__Work order__: Exact copies of the lines from the line containing "I need to find the open-top" through the last line of the entries below are the whole answer.

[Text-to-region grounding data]
--- START ---

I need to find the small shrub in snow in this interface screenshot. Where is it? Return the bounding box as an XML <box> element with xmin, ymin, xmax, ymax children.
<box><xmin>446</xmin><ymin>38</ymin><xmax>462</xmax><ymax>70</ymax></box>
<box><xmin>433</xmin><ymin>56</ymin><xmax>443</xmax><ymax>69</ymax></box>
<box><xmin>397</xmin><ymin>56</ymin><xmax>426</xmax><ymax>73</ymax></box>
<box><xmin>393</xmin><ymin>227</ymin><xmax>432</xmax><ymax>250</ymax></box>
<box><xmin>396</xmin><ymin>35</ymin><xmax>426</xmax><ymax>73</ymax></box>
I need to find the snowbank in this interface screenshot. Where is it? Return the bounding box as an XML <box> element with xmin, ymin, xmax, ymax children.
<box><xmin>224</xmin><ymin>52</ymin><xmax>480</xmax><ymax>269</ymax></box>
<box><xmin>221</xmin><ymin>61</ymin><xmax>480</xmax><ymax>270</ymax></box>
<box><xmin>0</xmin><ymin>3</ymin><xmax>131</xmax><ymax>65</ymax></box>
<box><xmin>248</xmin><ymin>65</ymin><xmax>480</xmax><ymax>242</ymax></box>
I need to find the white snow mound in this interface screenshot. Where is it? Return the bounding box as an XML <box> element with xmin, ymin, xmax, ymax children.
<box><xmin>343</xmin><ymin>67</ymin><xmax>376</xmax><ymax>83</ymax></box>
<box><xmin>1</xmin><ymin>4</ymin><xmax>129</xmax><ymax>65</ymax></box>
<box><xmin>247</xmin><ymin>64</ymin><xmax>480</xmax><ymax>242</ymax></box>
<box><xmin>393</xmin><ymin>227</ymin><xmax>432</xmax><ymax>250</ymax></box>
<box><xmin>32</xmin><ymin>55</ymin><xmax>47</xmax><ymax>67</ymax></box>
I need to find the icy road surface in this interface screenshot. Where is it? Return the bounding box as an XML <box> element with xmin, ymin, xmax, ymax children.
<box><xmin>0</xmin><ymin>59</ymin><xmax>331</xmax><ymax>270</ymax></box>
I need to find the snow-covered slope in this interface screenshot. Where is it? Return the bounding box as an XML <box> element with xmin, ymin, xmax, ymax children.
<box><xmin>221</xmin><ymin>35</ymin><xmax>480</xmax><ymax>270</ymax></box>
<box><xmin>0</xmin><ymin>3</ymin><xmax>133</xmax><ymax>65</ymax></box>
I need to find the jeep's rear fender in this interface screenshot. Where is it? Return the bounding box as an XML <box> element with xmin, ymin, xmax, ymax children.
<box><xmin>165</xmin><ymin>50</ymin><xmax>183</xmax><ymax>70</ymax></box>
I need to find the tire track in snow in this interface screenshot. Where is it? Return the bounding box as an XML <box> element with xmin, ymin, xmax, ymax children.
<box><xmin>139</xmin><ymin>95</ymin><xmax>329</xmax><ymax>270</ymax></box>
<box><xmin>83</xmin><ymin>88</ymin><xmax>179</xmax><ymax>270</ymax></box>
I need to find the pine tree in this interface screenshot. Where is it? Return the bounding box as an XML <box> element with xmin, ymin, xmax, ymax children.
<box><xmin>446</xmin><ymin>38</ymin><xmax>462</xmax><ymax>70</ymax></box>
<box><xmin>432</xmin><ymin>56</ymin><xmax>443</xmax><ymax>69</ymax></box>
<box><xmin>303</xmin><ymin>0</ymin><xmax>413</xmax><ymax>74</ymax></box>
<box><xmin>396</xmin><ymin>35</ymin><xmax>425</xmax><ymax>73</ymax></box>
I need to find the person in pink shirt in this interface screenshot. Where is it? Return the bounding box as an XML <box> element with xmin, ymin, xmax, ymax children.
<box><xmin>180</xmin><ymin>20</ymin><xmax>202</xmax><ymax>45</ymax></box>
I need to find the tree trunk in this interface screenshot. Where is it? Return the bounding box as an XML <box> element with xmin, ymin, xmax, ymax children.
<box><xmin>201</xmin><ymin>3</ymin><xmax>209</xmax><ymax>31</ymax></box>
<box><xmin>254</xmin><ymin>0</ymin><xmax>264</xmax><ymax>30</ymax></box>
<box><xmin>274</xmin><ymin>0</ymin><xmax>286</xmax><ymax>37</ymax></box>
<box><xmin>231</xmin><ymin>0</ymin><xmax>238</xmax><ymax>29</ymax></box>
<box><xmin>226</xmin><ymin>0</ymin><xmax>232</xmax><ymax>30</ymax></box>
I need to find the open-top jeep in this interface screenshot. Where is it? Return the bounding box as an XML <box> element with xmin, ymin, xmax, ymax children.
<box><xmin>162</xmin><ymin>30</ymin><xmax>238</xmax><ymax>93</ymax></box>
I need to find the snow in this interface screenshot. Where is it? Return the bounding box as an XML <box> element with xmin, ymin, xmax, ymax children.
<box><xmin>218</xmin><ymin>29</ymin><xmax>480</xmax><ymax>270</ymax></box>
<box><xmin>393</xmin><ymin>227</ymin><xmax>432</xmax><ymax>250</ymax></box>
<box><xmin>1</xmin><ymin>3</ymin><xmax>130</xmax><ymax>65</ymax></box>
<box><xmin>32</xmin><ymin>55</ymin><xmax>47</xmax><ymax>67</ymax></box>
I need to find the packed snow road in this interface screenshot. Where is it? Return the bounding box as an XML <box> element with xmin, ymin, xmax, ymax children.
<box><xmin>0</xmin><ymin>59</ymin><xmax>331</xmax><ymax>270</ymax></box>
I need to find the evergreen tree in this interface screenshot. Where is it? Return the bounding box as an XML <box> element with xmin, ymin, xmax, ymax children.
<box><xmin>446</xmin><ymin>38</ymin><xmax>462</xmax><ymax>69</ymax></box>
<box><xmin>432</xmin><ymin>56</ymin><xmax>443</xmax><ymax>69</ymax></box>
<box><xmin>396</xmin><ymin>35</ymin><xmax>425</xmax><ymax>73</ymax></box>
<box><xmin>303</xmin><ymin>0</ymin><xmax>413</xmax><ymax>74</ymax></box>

--- END ---

__Solved exercise__:
I need to find the open-top jeep in this interface screenshot. Where is it? Return the bounding box as an XML <box> element with xmin, ymin, xmax, ymax children.
<box><xmin>162</xmin><ymin>30</ymin><xmax>238</xmax><ymax>93</ymax></box>
I need to find the snow in this interface screenshot. Where is it? Return the bounding box as an XML <box> element with xmin, ymin, xmax, ymax children.
<box><xmin>218</xmin><ymin>29</ymin><xmax>480</xmax><ymax>270</ymax></box>
<box><xmin>393</xmin><ymin>227</ymin><xmax>432</xmax><ymax>250</ymax></box>
<box><xmin>1</xmin><ymin>3</ymin><xmax>130</xmax><ymax>65</ymax></box>
<box><xmin>32</xmin><ymin>55</ymin><xmax>47</xmax><ymax>67</ymax></box>
I need to find the packed snow road in this interface screenshot. Where is it? Return the bounding box as an XML <box> element with xmin, ymin, xmax, ymax children.
<box><xmin>0</xmin><ymin>59</ymin><xmax>331</xmax><ymax>270</ymax></box>
I need to find the evergreen tree in this interface screenshot. Where is it? Return the bounding box as an XML <box> element with xmin, ymin, xmax, ymax children.
<box><xmin>446</xmin><ymin>38</ymin><xmax>462</xmax><ymax>69</ymax></box>
<box><xmin>432</xmin><ymin>56</ymin><xmax>443</xmax><ymax>69</ymax></box>
<box><xmin>396</xmin><ymin>35</ymin><xmax>425</xmax><ymax>73</ymax></box>
<box><xmin>303</xmin><ymin>0</ymin><xmax>413</xmax><ymax>74</ymax></box>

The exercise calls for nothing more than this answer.